## [Given text]
'''

(May 26, 2016) Split into 3 teams. Each team gets 5 dice. Roll them all, look at them, but don’t let the other team see them. The first team makes a 2-digit bid. The first digit of the bid is your prediction of the total number of dice of a certain value every team combined has. The second digit is your prediction of what that certain value is. So a bid of 53 means that you probably got at least 1 or 2 threes, so you’re prediction that once everyone shows their dice, there will be at least 5 threes on the table. The next team bids something higher. The third team then does. But wait. If you don’t want to raise the bid, you can call out “Dudo,” which means “I doubt.” Then everyone has to show their dice. If the most recent bid is correct, you lose a die. If your doubt (“dudo”) was correct, the last person who bid loses one.
This is easier to understand from Gordon Hamilton’s video.* But we didn’t play it quite the way he did. Our kids decided to make the rules themselves.
The written rules that I’ve seen state that to raise a bid, you can increase one digit or the other digit or both. The kids were adamant that as long as you raise one digit, even if you decrease the other, this is a raised bid. I went against everything I believe (and try to practice) in terms of math pedagogy and tried to convince them to follow the conventional rules. “What if you want to play this with others – it’s a famous game!” and “What if you want to answer the unsolved question about this?” etc. Fortunately, the kids were adamant that they wanted to do it their way.
BTW the unsolved question about this game is “What is the best strategy for winning?”
BTW again, this question is a good way to introduce students to probability.
COLLATZ CONJECTURE REVISITED
A few students who had been absent wanted to see the progress made on the sequence of Hailstone Numbers (those formed by the Collatz conjecture sequence – halve it if even, 3n+1 if odd). Our group – particularly M – has been working on the total stopping time if you start with 888. So calculations on that continued. They were up to a total stopping time of 64 (64 moves/calculations!) by the time class ended – see the awesome photo of their work on this so far.

'''

(Point localization data)
'''

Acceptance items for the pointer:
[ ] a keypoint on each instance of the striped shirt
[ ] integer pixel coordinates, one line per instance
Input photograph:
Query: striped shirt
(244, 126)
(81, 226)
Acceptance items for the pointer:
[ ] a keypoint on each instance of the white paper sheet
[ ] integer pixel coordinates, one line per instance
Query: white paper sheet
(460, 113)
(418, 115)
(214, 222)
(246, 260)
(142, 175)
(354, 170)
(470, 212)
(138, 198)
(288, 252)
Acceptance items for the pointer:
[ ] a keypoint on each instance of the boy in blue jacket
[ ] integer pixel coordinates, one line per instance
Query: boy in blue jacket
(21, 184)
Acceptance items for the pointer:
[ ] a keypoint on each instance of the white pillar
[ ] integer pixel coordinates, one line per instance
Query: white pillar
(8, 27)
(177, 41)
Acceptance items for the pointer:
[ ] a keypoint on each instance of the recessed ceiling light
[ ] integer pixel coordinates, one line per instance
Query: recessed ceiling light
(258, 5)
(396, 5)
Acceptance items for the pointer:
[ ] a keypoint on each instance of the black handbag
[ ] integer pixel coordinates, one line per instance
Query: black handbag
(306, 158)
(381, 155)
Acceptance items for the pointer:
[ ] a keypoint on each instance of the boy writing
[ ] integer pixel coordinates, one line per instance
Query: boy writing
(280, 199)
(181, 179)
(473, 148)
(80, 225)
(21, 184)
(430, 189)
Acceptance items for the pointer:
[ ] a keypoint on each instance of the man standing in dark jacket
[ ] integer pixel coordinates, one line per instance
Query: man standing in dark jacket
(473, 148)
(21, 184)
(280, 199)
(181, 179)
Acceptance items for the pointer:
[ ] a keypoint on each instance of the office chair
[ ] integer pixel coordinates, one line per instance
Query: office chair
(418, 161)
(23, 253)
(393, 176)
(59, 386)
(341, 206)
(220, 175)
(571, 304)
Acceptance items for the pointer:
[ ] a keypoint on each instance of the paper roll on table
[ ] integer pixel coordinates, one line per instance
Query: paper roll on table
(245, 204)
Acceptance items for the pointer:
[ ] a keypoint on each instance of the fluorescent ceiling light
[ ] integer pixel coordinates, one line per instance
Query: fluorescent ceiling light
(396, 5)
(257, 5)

'''

## [What to do]
[a] In the math class post, what does the word "Dudo" mean?
[b] List every way the written rules described in the math class post allow a player to raise a bid.
[c] Reproduce the math class post from "BTW the unsolved" to "students to probability.".

## [Answers to each task]
[a] It means "I doubt."

[b] Increase one digit, increase the other digit, or increase both digits.

[c]
BTW the unsolved question about this game is “What is the best strategy for winning?”
BTW again, this question is a good way to introduce students to probability.